**** MATERIALS PROVIDED
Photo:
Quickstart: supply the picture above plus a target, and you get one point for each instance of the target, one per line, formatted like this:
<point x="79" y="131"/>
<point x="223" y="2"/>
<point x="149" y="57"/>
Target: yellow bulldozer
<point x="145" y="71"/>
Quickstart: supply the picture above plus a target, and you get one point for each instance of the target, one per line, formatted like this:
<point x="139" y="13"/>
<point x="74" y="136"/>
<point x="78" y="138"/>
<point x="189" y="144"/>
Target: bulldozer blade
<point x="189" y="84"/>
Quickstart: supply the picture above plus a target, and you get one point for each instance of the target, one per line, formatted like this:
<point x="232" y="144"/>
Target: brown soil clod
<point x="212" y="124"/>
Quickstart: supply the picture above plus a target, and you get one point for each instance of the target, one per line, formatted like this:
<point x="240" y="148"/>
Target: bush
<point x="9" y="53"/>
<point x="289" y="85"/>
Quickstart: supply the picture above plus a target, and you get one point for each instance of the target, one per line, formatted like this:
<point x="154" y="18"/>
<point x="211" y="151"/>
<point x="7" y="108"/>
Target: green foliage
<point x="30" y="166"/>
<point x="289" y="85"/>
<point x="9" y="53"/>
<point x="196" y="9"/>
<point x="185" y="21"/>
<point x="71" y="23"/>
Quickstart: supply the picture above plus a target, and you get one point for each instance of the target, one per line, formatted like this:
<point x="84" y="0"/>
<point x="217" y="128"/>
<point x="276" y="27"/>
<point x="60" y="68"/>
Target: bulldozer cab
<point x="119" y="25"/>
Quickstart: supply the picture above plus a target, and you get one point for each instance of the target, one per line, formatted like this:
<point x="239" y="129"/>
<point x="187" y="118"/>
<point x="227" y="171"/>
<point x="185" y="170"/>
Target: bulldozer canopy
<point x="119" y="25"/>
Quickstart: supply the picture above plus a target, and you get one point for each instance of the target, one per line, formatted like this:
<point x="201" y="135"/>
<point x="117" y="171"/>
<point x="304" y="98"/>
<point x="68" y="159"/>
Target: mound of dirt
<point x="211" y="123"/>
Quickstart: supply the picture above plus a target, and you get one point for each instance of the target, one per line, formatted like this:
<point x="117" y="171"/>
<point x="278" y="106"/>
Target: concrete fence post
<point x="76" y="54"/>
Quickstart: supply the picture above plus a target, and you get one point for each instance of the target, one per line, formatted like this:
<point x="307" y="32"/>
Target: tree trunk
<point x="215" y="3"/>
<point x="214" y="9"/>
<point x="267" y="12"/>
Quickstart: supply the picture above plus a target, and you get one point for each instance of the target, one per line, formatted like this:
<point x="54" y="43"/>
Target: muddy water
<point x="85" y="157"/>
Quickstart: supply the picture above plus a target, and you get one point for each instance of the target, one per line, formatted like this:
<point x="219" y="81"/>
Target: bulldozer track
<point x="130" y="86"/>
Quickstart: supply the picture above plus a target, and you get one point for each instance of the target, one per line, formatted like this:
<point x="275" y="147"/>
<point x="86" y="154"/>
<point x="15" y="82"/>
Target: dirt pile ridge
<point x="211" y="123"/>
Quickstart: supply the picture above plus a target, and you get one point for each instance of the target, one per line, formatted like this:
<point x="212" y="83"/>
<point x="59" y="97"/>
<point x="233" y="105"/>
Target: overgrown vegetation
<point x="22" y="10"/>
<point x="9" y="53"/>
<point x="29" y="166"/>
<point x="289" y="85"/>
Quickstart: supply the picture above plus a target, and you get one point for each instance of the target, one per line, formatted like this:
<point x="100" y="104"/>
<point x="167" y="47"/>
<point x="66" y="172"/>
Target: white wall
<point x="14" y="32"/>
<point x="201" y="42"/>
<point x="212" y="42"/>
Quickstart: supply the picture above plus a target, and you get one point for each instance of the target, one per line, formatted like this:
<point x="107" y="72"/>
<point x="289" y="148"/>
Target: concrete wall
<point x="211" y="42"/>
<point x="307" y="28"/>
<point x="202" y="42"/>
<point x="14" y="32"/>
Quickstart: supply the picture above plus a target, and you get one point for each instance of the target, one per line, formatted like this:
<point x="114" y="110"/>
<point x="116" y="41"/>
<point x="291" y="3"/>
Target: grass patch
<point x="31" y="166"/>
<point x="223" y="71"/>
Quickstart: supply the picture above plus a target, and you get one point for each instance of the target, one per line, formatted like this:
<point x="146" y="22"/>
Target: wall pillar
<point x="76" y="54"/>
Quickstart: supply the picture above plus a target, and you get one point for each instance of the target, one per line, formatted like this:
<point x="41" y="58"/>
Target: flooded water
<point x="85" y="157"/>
********
TASK INSTRUCTIONS:
Please reproduce each line exactly as written.

THE RESULT:
Photo:
Quickstart: supply the picture above plus a target, and you get one point for each instance of the target, one per line, formatted like this:
<point x="79" y="131"/>
<point x="223" y="2"/>
<point x="149" y="57"/>
Target: yellow bulldozer
<point x="145" y="71"/>
Quickstart: supply the picture above plus a target, and you get one point for each instance of the target, one per line, formatted like this:
<point x="139" y="13"/>
<point x="74" y="136"/>
<point x="78" y="138"/>
<point x="189" y="144"/>
Target: bulldozer blade
<point x="189" y="84"/>
Quickstart: supply the picture above plus a target, and you get one point for each instance of the target, one per line, formatted like this:
<point x="232" y="144"/>
Target: brown soil clod
<point x="212" y="124"/>
Quickstart: supply the picture above plus a target, and you get one point for each instance of the target, one per line, formatted like this:
<point x="240" y="148"/>
Target: bush
<point x="9" y="53"/>
<point x="289" y="85"/>
Quickstart: supply the picture above plus a target, and you get one point for each instance of the target, one per line, formatted like this:
<point x="154" y="18"/>
<point x="211" y="151"/>
<point x="7" y="108"/>
Target: green foliage
<point x="30" y="166"/>
<point x="289" y="85"/>
<point x="9" y="53"/>
<point x="196" y="9"/>
<point x="185" y="21"/>
<point x="71" y="23"/>
Quickstart: supply the picture above plus a target, and you get one point for each instance of the target, one per line, formatted like this:
<point x="84" y="0"/>
<point x="217" y="128"/>
<point x="276" y="27"/>
<point x="60" y="68"/>
Target: bulldozer cab
<point x="119" y="25"/>
Quickstart: supply the picture above plus a target, and you get one point for each instance of the target, one per line, formatted like this:
<point x="239" y="129"/>
<point x="187" y="118"/>
<point x="227" y="171"/>
<point x="185" y="170"/>
Target: bulldozer canopy
<point x="119" y="25"/>
Quickstart: supply the picture above plus a target, and you get one point for each instance of the target, one per line, formatted like this:
<point x="201" y="135"/>
<point x="117" y="171"/>
<point x="304" y="98"/>
<point x="68" y="159"/>
Target: mound of dirt
<point x="211" y="123"/>
Quickstart: supply the picture above plus a target, and you get one point for each instance of the target, one per line, formatted like this:
<point x="117" y="171"/>
<point x="278" y="106"/>
Target: concrete fence post
<point x="76" y="54"/>
Quickstart: supply the picture above plus a target, and you get one point for each instance of the target, one per line, formatted like this:
<point x="307" y="32"/>
Target: tree trunk
<point x="215" y="3"/>
<point x="214" y="9"/>
<point x="267" y="12"/>
Quickstart: supply the picture above plus a target, and you get one point for each instance of the target, one per line, formatted like this:
<point x="54" y="43"/>
Target: muddy water
<point x="85" y="157"/>
Quickstart: supply the picture above plus a target, and you get one point for each instance of the target, one per line, formatted like this:
<point x="219" y="81"/>
Target: bulldozer track
<point x="130" y="86"/>
Quickstart: supply the picture above plus a target, and you get one point for each instance of the target, one per line, formatted like this:
<point x="275" y="147"/>
<point x="86" y="154"/>
<point x="15" y="82"/>
Target: dirt pile ridge
<point x="211" y="123"/>
Quickstart: supply the picture above plus a target, and you get one point for each instance of the target, one per line, formatted like this:
<point x="212" y="83"/>
<point x="59" y="97"/>
<point x="233" y="105"/>
Target: overgrown vegetation
<point x="22" y="10"/>
<point x="9" y="53"/>
<point x="29" y="166"/>
<point x="289" y="85"/>
Quickstart: supply the picture above plus a target, and you get one point for each instance of the target, one per line, formatted like this:
<point x="100" y="104"/>
<point x="167" y="47"/>
<point x="66" y="172"/>
Target: white wall
<point x="14" y="32"/>
<point x="201" y="42"/>
<point x="212" y="42"/>
Quickstart: supply the picture above plus a target, and you get one point for each instance of the target, one per line, formatted like this:
<point x="107" y="72"/>
<point x="289" y="148"/>
Target: concrete wall
<point x="211" y="42"/>
<point x="307" y="28"/>
<point x="202" y="42"/>
<point x="14" y="32"/>
Quickstart: supply the picture above plus a target, and you get one point for each instance of the target, one per line, formatted like this:
<point x="114" y="110"/>
<point x="116" y="41"/>
<point x="291" y="3"/>
Target: grass patch
<point x="31" y="166"/>
<point x="223" y="71"/>
Quickstart: supply the picture above plus a target, and you get one point for each instance of the target, one per line, formatted like this:
<point x="146" y="22"/>
Target: wall pillar
<point x="76" y="54"/>
Quickstart: supply the picture above plus a target, and you get one point for each instance of the target, one per line, formatted like this:
<point x="41" y="58"/>
Target: flooded water
<point x="85" y="157"/>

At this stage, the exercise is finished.